-------- MATERIAL PROVIDED --------

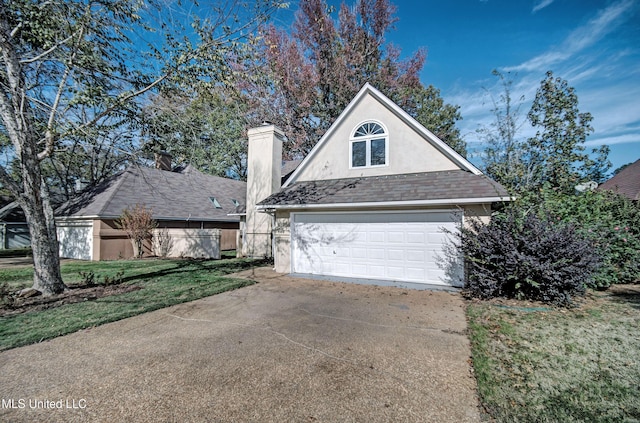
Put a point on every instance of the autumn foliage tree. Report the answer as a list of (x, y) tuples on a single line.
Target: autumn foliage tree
[(138, 223)]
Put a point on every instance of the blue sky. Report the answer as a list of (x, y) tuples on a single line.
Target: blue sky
[(594, 45)]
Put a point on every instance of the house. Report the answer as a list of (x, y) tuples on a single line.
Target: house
[(192, 211), (372, 201), (625, 182)]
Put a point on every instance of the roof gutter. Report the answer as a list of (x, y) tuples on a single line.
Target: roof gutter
[(395, 204)]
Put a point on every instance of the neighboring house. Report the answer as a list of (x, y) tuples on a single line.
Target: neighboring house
[(372, 200), (189, 206), (14, 232), (625, 182)]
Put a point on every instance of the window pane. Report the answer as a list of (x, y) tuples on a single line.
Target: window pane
[(359, 154), (377, 152)]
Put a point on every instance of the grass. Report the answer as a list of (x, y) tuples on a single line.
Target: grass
[(559, 365), (163, 282)]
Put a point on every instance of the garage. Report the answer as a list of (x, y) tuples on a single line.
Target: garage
[(390, 246)]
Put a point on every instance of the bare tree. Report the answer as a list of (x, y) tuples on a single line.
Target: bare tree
[(60, 57)]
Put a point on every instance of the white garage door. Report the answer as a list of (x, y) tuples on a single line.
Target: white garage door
[(403, 247), (76, 239)]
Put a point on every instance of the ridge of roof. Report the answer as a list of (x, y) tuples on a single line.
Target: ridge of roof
[(455, 185), (367, 88)]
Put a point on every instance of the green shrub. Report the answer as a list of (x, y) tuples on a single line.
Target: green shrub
[(524, 256)]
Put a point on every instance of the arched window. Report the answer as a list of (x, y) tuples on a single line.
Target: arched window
[(369, 145)]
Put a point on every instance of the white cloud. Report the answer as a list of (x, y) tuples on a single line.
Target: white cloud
[(605, 22), (541, 5), (613, 140)]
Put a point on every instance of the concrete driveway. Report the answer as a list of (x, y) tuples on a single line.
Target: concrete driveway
[(283, 350)]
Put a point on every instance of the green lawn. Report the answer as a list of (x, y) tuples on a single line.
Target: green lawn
[(574, 365), (163, 283)]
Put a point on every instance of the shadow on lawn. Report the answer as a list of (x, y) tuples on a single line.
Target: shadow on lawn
[(217, 267)]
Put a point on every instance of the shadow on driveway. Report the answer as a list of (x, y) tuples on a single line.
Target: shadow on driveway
[(283, 350)]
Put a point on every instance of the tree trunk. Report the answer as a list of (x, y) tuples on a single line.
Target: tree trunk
[(37, 208)]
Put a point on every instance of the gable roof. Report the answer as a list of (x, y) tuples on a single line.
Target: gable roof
[(626, 182), (179, 195), (368, 89), (449, 187)]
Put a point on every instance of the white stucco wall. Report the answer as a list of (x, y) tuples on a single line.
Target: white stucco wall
[(75, 239)]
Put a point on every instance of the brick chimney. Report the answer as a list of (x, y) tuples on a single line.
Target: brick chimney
[(163, 161), (264, 163)]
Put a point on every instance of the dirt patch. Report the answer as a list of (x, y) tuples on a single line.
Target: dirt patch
[(75, 294)]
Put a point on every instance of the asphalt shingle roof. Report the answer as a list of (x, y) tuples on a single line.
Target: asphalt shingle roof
[(626, 182), (444, 185), (178, 195)]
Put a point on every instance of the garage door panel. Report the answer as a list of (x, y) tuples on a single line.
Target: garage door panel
[(395, 254), (402, 246)]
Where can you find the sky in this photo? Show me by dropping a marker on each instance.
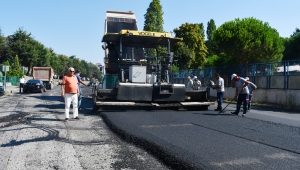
(76, 27)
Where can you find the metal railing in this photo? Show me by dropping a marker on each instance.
(275, 75)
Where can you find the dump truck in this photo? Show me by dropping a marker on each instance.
(136, 74)
(45, 74)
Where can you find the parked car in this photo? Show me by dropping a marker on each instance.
(1, 90)
(34, 85)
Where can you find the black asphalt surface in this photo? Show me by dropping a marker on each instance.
(34, 136)
(208, 140)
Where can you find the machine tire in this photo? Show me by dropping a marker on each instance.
(94, 97)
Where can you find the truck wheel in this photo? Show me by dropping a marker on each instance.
(95, 107)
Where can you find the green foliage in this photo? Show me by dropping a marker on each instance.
(154, 22)
(211, 61)
(154, 17)
(292, 47)
(183, 54)
(194, 43)
(297, 30)
(8, 73)
(23, 50)
(248, 41)
(16, 68)
(2, 47)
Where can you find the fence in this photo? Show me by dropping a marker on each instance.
(275, 75)
(12, 79)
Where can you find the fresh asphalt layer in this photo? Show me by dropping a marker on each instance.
(265, 139)
(34, 136)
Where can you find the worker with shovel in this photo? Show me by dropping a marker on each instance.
(219, 85)
(241, 93)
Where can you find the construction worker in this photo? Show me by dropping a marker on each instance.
(219, 85)
(241, 94)
(251, 87)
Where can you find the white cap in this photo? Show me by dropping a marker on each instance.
(233, 75)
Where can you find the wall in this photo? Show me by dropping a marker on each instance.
(276, 96)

--------

- TO DO -
Rewrite all of the lines above, replacing "a single line" with "one line" and changing nothing else. Omit the pictures from your answer.

- EXERCISE RESPONSE -
Put a point on every instance of the autumn foliage tree. Report the answer as a list of (x, y) tuples on one line.
Target: autumn foliage tree
[(138, 223)]
Put a point on every instance of the blue sky. Report the answer as a list of (x, y) tuples on one line.
Target: blue sky
[(594, 45)]
Put a point on every instance of the house. Report the answer as a list of (x, y) tuples on one line.
Target: house
[(192, 211), (372, 201), (625, 182)]
Put a point on every instance of the roof gutter. Report the answer as a list of (x, y) tuples on one line.
Target: roof gutter
[(395, 204)]
Put a point on every instance of the neighboring house. Report the answer as a list of (x, y) tuples on one line.
Target: neighboring house
[(372, 200), (189, 206), (14, 232), (625, 182)]
Put a point on every instance of the window pane. Report the answer as a list of (x, y) tuples on one line.
Target: window pane
[(359, 154), (377, 152)]
Put a point on every instance of the grass. Report the answer as a list of (x, y) tuples on one line.
Target: grass
[(559, 365), (163, 282)]
Put a point on every instance of the garage. Report the answer as a list of (x, y) tuples on one line.
Target: garage
[(390, 246)]
Put a point on every instance of the bare tree. Report the answer as a list of (x, y) tuples on one line.
Target: bare tree
[(60, 57)]
Put a point on every instance of the white garage door. Report the answer as a list of (x, y) tuples on one line.
Target: white garage door
[(403, 247), (76, 239)]
Put a point on every instance of the ridge of roof. Report the answer as a list of (x, y) tuples on one line.
Target: ridge of roof
[(455, 185), (367, 88)]
Put a point on every instance of the green shrub. Report the answer as a list of (x, y) tuples on one line.
Target: green shrub
[(524, 256)]
Put a point on every instance of the arched window. Report the answer as a list of (x, y) tuples on one line.
Target: arched window
[(369, 145)]
Put a point on every instance of the white cloud. Report the answer as a list of (x, y) tuples on one line.
Target: white cloud
[(605, 22), (541, 5), (613, 140)]
Put a point on every instance of the concrete driveway. Report the answer as a list of (x, y) tuples on one line.
Target: concrete driveway
[(283, 350)]
Put a point on every instance of the green lawn. Report the answer as a list of (x, y) tuples on one line.
Target: green lawn
[(574, 365), (163, 283)]
Put a point on every instance of the shadow on lawn. Report the answer as a list of (x, y) tuples on one line.
Target: shadow on lawn
[(217, 267)]
Put a point on every instance of the shadow on driveway. Report the answer as a list of (x, y) tuples on one line.
Target: shadow on driveway
[(283, 350)]
Put a point on every instance of the tree trunk. Report the answer as a list of (x, y) tuples on one line.
Target: tree trunk
[(37, 208)]
Put a point on every instance of the gable roof. Report the answer as a list of (x, y) tuples on one line.
Target: gable roof
[(626, 182), (179, 195), (368, 89), (449, 187)]
Put a point on every instance of the white stucco wall. Report the answer as a list of (x, y) tuples on one line.
Target: white stucco wall
[(75, 239)]
Put a point on every instance of the brick chimney. Report the answer as a list of (x, y) tuples on one line.
Target: brick chimney
[(163, 161), (264, 163)]
Put a point on every instance of the dirt patch. Report the answer as a list of (x, y) tuples on one line.
Target: dirt patch
[(75, 294)]
Put a point on every instance of the asphalt shingle roof. Report the answer as a list of (x, y) tuples on one line.
Target: asphalt shingle roof
[(626, 182), (444, 185), (178, 195)]
Put a point on every instance of the garage door panel. Report the answer as a list of (x, y) tuples on one line.
Target: garage door panel
[(395, 254), (402, 246)]
Where can you find the sky in this photo? Show me by dropping a marker on each instance.
(76, 27)
Where can you find the metal railing in this photo? Show me by dropping a marker on each instance.
(275, 75)
Where can you find the dump truck in this photo? Show me by dropping a marker on each instance.
(136, 74)
(45, 74)
Where can you find the parked car in this photo? Show me by dropping a marker on each instance.
(1, 90)
(34, 85)
Where can you find the black asphalt surface in this photo? Show me by dropping a marker on each instance.
(34, 136)
(208, 140)
Where can you find the machine tire in this photo? Show me by dropping a marker on each instance.
(94, 97)
Where can you find the truck wheel in this photo? Show me by dropping a marker on each instance.
(95, 107)
Where can you find the green foliage in this photo? Show me by dropping a marker on each instance.
(154, 22)
(211, 61)
(154, 17)
(292, 47)
(183, 54)
(194, 43)
(297, 30)
(8, 73)
(23, 50)
(248, 41)
(16, 68)
(2, 47)
Where can you find the fence in this photo? Show me by dropping a marker on each instance.
(275, 75)
(12, 79)
Where can you find the fresh asphalt layer in this photo? Show me by dropping a marker on each instance.
(265, 139)
(34, 136)
Where can you find the worker with shovel in this photo? Show me by dropping a marker on each instance.
(219, 85)
(241, 93)
Where can you find the construction worker in this photo? Show me by dropping a marker on each instance.
(219, 85)
(241, 94)
(251, 87)
Where can you find the white cap in this photo? Show me by dropping a marker on each instance.
(233, 75)
Where can you find the wall in this photo? Show me by dropping a marker on each instance.
(276, 96)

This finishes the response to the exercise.